▶ [AIM OF THE TASK] Extend the passage below about Tsingy de Bemaraha National Park, picking up after its final line.

▶ [TEXT EXTRACT]
-- Start --

The Tsingy de Bemaraha National Park is a national park located in northwest Madagascar. It is mainly within the boundaries of Antsalova District, with a small part in the northeast falling within Morafenobe District. The national park centers on two geological formations: the Great Tsingy and the Little Tsingy. Together with the adjacent Tsingy de Bemaraha Strict Nature Reserve, the National Park is a UNESCO World Heritage Site.[2][3]

It is crossed by the Manambolo River.


Satellite image of the park.

-- End --

▶ [SUPPLIED ENTRIES]

-- Start --

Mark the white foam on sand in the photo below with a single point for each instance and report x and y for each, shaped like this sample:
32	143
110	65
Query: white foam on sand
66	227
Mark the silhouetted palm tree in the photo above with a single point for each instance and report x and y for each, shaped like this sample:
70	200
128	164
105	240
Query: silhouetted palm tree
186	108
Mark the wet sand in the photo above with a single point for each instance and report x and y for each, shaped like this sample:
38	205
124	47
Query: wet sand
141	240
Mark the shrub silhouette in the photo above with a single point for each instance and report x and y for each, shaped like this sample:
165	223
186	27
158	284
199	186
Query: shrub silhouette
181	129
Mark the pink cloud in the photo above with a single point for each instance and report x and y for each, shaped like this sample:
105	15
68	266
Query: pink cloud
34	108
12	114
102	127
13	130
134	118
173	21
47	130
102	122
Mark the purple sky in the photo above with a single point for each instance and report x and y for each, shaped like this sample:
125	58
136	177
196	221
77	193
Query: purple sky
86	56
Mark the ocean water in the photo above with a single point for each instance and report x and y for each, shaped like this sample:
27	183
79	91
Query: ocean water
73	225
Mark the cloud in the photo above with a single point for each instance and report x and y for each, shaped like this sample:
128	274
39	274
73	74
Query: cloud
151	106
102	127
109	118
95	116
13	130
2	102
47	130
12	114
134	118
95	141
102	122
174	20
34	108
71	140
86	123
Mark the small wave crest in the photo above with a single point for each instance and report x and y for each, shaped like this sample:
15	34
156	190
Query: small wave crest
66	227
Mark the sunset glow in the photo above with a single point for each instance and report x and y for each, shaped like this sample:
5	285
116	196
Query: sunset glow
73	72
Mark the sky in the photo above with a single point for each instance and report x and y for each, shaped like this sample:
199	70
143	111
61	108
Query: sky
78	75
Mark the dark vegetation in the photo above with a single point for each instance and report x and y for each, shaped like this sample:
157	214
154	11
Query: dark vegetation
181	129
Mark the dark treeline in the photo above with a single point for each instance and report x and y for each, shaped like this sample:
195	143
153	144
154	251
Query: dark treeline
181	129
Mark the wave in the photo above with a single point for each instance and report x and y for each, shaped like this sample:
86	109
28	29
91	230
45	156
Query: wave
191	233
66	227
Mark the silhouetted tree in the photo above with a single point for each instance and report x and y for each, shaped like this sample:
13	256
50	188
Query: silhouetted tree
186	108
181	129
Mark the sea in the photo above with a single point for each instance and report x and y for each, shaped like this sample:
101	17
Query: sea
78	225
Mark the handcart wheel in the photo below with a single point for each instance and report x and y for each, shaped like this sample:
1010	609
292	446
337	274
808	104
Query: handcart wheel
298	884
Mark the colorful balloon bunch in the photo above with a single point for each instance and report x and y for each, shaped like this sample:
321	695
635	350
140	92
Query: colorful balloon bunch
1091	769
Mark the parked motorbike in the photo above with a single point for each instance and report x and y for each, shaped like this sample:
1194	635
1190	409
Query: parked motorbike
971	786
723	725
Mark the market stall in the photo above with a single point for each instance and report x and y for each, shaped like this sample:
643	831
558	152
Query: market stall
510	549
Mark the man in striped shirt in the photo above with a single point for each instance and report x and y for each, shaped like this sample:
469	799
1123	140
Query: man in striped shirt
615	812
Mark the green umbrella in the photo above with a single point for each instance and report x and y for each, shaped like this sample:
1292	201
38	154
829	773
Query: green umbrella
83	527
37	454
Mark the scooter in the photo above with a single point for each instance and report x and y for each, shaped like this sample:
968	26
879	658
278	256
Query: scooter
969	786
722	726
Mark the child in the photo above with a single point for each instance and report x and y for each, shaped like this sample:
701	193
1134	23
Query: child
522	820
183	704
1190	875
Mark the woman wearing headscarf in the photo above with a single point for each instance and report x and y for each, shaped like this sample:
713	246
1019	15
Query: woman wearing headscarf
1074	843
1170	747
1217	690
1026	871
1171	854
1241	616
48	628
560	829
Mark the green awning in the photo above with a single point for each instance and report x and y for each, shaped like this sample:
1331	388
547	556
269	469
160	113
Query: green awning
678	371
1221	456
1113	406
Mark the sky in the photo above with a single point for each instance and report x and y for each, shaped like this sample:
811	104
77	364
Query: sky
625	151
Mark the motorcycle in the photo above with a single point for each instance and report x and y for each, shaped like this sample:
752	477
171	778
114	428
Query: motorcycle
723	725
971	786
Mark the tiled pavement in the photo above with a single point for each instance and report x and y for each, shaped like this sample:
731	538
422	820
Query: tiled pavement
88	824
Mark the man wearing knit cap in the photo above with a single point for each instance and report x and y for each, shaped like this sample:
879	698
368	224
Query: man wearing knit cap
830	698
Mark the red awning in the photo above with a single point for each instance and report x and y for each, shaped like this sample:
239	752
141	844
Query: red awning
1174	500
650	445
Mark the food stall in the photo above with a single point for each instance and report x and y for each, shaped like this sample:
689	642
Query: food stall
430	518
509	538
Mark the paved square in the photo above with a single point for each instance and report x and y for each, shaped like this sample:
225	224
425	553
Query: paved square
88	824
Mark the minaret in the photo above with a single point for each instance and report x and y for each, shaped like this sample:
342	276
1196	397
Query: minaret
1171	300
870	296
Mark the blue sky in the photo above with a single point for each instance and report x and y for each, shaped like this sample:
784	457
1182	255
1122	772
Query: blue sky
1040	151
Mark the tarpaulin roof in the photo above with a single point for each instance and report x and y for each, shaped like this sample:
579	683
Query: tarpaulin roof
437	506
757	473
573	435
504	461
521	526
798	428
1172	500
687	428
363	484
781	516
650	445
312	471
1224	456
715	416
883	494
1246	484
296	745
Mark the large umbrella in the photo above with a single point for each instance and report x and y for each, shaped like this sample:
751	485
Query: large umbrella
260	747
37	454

-- End --

▶ [EXERCISE RESULT]
The Tsingys are karstic plateaus in which groundwater has undercut the elevated uplands, and has gouged caverns and fissures into the limestone. In several regions on western Madagascar, centering on the park and adjacent Nature Reserve, the superposition of vertical and horizontal erosion patterns has created dramatic "forests" of limestone needles.[2]

The word tsingy is indigenous to the Malagasy language as a description of the karst badlands of Madagascar. The word can be translated into English as where one cannot walk barefoot.[3]


The unusual geomorphology of the Tsingy de Bemaraha World Heritage Site, which encompasses both the National Park and the adjacent Strict Nature Reserve, means that the Site is home to an exceptionally large number of endemic species of plants and animals[4] that are found only within extremely small niches within the tsingys. For example, the summit, slope, and base of a tsingy's limestone needle form different ecosystems with different species clinging to their exceptionally steep slopes.[3]

See also[edit]


  1. ^ "Plus de 255.000 touristes à Madagascar en 2012". Linfo.re. Antenne Reunion Télévision. Retrieved 2023-02-24.
  2. ^ a b "Tsingy de Bemaraha Strict Nature Reserve". UNESCO. Retrieved 2009-11-01.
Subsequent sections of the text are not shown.